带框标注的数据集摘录
------------------------------------------------------------
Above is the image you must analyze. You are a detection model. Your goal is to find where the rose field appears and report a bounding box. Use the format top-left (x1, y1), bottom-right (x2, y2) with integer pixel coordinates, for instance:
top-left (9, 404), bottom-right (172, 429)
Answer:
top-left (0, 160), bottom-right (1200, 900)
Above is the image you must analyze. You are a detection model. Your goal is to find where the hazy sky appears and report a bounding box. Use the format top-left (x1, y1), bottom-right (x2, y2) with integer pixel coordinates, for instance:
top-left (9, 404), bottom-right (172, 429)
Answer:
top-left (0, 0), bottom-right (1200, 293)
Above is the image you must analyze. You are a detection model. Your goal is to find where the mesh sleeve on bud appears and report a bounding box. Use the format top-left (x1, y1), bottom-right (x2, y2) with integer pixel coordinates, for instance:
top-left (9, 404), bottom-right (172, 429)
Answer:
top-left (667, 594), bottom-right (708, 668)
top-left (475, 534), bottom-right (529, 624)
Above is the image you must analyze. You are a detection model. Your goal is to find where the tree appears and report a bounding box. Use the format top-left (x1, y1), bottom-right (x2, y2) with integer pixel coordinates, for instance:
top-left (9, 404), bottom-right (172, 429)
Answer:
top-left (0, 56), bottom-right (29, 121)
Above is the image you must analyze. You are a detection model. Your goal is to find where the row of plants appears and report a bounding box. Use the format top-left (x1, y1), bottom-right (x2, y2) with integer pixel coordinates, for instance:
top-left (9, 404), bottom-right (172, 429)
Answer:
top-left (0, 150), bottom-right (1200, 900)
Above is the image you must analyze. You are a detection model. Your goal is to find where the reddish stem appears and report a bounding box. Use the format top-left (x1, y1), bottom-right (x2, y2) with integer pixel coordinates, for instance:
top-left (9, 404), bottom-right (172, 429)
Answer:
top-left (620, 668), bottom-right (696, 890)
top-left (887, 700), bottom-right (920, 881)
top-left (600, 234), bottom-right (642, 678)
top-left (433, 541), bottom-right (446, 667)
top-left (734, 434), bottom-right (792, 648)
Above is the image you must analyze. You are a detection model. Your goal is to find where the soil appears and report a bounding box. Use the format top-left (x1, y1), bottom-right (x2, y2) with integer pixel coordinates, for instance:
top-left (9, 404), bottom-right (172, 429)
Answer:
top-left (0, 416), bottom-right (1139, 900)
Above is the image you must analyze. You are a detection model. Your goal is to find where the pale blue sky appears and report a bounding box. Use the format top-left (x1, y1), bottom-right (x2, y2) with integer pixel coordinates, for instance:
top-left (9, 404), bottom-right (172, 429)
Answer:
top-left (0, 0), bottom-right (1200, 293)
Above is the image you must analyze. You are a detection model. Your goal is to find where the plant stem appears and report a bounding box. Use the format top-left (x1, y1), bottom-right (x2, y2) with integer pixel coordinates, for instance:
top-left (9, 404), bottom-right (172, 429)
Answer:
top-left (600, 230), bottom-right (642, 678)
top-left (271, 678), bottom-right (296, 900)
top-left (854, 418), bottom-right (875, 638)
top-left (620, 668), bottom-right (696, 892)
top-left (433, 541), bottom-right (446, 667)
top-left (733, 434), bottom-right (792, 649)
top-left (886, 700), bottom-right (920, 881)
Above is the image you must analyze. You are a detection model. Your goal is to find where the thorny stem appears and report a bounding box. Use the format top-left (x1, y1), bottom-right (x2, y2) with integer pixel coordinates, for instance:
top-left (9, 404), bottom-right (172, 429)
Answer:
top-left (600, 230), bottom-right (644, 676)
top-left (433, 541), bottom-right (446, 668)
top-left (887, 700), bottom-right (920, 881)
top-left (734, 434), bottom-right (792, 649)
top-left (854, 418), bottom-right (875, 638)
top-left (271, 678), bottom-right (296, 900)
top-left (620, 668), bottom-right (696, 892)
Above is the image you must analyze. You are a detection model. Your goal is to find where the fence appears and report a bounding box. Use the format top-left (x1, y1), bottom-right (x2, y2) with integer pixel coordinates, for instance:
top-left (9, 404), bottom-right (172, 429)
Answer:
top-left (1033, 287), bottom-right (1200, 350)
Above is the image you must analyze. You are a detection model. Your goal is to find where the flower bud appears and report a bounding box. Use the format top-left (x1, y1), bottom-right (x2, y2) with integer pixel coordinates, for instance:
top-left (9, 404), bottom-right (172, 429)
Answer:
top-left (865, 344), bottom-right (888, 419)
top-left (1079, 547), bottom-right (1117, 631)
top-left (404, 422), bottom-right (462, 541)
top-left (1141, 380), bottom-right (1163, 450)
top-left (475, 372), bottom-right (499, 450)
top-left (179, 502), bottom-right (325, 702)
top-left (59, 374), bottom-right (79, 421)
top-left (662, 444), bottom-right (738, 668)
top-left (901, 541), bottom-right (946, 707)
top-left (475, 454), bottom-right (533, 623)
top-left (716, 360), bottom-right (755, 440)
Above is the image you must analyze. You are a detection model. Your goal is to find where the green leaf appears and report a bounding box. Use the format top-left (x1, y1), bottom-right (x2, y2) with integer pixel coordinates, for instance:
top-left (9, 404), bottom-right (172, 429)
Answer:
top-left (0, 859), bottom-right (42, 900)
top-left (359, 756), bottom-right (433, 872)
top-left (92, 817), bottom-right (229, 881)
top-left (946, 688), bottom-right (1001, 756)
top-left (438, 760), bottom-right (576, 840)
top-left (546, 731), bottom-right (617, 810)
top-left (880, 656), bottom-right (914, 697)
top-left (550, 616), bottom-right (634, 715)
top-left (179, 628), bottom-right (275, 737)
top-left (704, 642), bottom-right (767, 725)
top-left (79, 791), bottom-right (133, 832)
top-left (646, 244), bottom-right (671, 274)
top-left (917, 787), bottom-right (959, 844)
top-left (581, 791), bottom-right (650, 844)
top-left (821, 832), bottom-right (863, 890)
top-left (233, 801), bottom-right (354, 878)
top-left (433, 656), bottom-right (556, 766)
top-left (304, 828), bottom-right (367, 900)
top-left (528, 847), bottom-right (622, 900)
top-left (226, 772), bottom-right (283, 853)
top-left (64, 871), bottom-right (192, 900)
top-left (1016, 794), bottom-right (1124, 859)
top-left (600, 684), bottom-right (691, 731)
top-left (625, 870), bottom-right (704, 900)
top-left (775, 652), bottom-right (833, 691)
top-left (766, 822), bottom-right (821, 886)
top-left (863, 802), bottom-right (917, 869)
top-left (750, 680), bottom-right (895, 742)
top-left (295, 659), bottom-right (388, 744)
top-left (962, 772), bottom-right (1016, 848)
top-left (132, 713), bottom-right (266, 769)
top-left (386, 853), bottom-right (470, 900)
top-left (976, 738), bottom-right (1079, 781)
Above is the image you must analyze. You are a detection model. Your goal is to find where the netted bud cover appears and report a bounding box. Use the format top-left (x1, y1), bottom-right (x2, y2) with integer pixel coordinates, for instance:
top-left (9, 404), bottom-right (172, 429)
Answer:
------------------------------------------------------------
问题: 把上面的全部条目逐字重复一遍，不做任何改动。

练习结果:
Above is the image you must analyze. You are a detection model. Your goal is to find where the rose field appears and report a bounding box. Use the format top-left (x1, y1), bottom-right (x2, y2) with integer pixel coordinates, for instance:
top-left (9, 404), bottom-right (172, 429)
Answer:
top-left (0, 160), bottom-right (1200, 900)
Above is the image you must analyze. You are a detection model. Your goal is to find where the hazy sky appears and report a bounding box. Use the format top-left (x1, y1), bottom-right (x2, y2) with integer pixel coordinates, for instance:
top-left (9, 404), bottom-right (172, 429)
Answer:
top-left (0, 0), bottom-right (1200, 293)
Above is the image you must analyze. You are a detection model. Your goal is to find where the mesh sleeve on bud appears and report a bounding box. Use the format top-left (x1, y1), bottom-right (x2, y2) with integer pixel coordinates, for instance:
top-left (9, 404), bottom-right (172, 429)
Answer:
top-left (667, 594), bottom-right (708, 668)
top-left (475, 534), bottom-right (529, 624)
Above is the image you must analyze. You are a detection model. Your goal is to find where the tree appears and report a bounding box. Use the format top-left (x1, y1), bottom-right (x2, y2) with integer pixel coordinates, for instance:
top-left (9, 404), bottom-right (172, 429)
Answer:
top-left (0, 56), bottom-right (29, 121)
Above is the image you must analyze. You are a detection model. Your goal is to find where the row of plants appears and report a bounding box. Use the format top-left (x1, y1), bottom-right (x2, y2) with integer pixel coordinates, for instance:
top-left (9, 404), bottom-right (172, 429)
Answer:
top-left (0, 150), bottom-right (1200, 900)
Above is the image you must analyze. You are a detection model. Your goal is to find where the reddish stem appears and report a bounding box. Use the format top-left (x1, y1), bottom-right (x2, y2) with integer pixel coordinates, for instance:
top-left (9, 404), bottom-right (172, 429)
Answer:
top-left (620, 668), bottom-right (696, 890)
top-left (887, 700), bottom-right (920, 881)
top-left (600, 234), bottom-right (642, 678)
top-left (433, 541), bottom-right (446, 667)
top-left (734, 434), bottom-right (792, 648)
Above is the image you must analyze. You are a detection model. Your goal is to find where the soil appears and report a bounding box. Use the format top-left (x1, y1), bottom-right (x2, y2) with integer pixel coordinates, for instance:
top-left (9, 404), bottom-right (172, 429)
Answer:
top-left (0, 416), bottom-right (1139, 900)
Above is the image you must analyze. You are a detection model. Your goal is to find where the pale blue sky appears and report a bounding box. Use the format top-left (x1, y1), bottom-right (x2, y2) with integer pixel coordinates, for instance:
top-left (9, 404), bottom-right (172, 429)
Answer:
top-left (0, 0), bottom-right (1200, 293)
Above is the image you must analyze. You are a detection model. Your goal is to find where the plant stem appears and report a bounding box. Use the format top-left (x1, y1), bottom-right (x2, y2) with integer pixel coordinates, for instance:
top-left (9, 404), bottom-right (172, 429)
Answer:
top-left (600, 230), bottom-right (642, 678)
top-left (271, 678), bottom-right (296, 900)
top-left (854, 418), bottom-right (875, 638)
top-left (620, 668), bottom-right (696, 892)
top-left (433, 541), bottom-right (446, 667)
top-left (733, 434), bottom-right (792, 649)
top-left (886, 700), bottom-right (920, 881)
Above is the image you must analyze. You are a detection model. Your goal is to find where the thorny stem appears and report a bounding box. Use the format top-left (x1, y1), bottom-right (x2, y2) with integer pixel coordinates, for instance:
top-left (9, 404), bottom-right (172, 429)
Answer:
top-left (600, 230), bottom-right (644, 676)
top-left (433, 541), bottom-right (446, 668)
top-left (887, 700), bottom-right (920, 881)
top-left (734, 434), bottom-right (792, 649)
top-left (854, 418), bottom-right (875, 638)
top-left (271, 678), bottom-right (296, 900)
top-left (620, 668), bottom-right (696, 892)
Above is the image you must analyze. You are a detection model. Your goal is to find where the fence appears and report a bounding box. Use the format top-left (x1, y1), bottom-right (x2, y2) with integer pixel coordinates, for instance:
top-left (9, 404), bottom-right (172, 429)
Answer:
top-left (1033, 287), bottom-right (1200, 350)
Above is the image you must analyze. You are a detection model. Your goal is to find where the flower bud appears and report a bounding box. Use the format top-left (x1, y1), bottom-right (x2, y2) with integer pixel coordinates, for instance:
top-left (9, 404), bottom-right (172, 429)
Answer:
top-left (865, 344), bottom-right (888, 419)
top-left (1079, 547), bottom-right (1117, 631)
top-left (404, 422), bottom-right (462, 541)
top-left (1141, 380), bottom-right (1163, 450)
top-left (475, 372), bottom-right (499, 450)
top-left (179, 502), bottom-right (325, 702)
top-left (59, 374), bottom-right (79, 421)
top-left (662, 444), bottom-right (738, 668)
top-left (901, 541), bottom-right (946, 707)
top-left (475, 454), bottom-right (533, 623)
top-left (716, 360), bottom-right (755, 440)
Above is the image you must analyze. You are a detection model. Your goal is to find where the green leaf appears and report a bounding box. Use the format top-left (x1, y1), bottom-right (x2, y2) with integer pixel coordinates, for instance:
top-left (9, 404), bottom-right (172, 429)
Answer:
top-left (0, 859), bottom-right (42, 900)
top-left (359, 756), bottom-right (433, 872)
top-left (92, 817), bottom-right (229, 881)
top-left (946, 688), bottom-right (1001, 756)
top-left (438, 760), bottom-right (576, 840)
top-left (546, 731), bottom-right (617, 810)
top-left (880, 656), bottom-right (914, 697)
top-left (550, 616), bottom-right (634, 715)
top-left (179, 628), bottom-right (275, 737)
top-left (704, 642), bottom-right (767, 725)
top-left (79, 791), bottom-right (133, 832)
top-left (646, 244), bottom-right (671, 274)
top-left (917, 787), bottom-right (959, 844)
top-left (581, 791), bottom-right (650, 844)
top-left (821, 832), bottom-right (863, 890)
top-left (233, 801), bottom-right (354, 878)
top-left (433, 656), bottom-right (556, 766)
top-left (304, 828), bottom-right (367, 900)
top-left (528, 847), bottom-right (622, 900)
top-left (226, 772), bottom-right (283, 853)
top-left (64, 871), bottom-right (192, 900)
top-left (1016, 794), bottom-right (1124, 859)
top-left (600, 684), bottom-right (691, 731)
top-left (625, 870), bottom-right (704, 900)
top-left (775, 652), bottom-right (833, 691)
top-left (766, 822), bottom-right (821, 886)
top-left (863, 802), bottom-right (917, 869)
top-left (750, 680), bottom-right (895, 742)
top-left (295, 659), bottom-right (388, 744)
top-left (962, 772), bottom-right (1016, 848)
top-left (132, 713), bottom-right (266, 769)
top-left (386, 853), bottom-right (470, 900)
top-left (976, 738), bottom-right (1079, 781)
Above is the image you must analyze. You are a detection model. Your goal is to find where the netted bud cover appears and report a bounding box. Use the format top-left (x1, y1), bottom-right (x2, y2) with integer pixel coordinates, for instance:
top-left (9, 404), bottom-right (172, 429)
Answer:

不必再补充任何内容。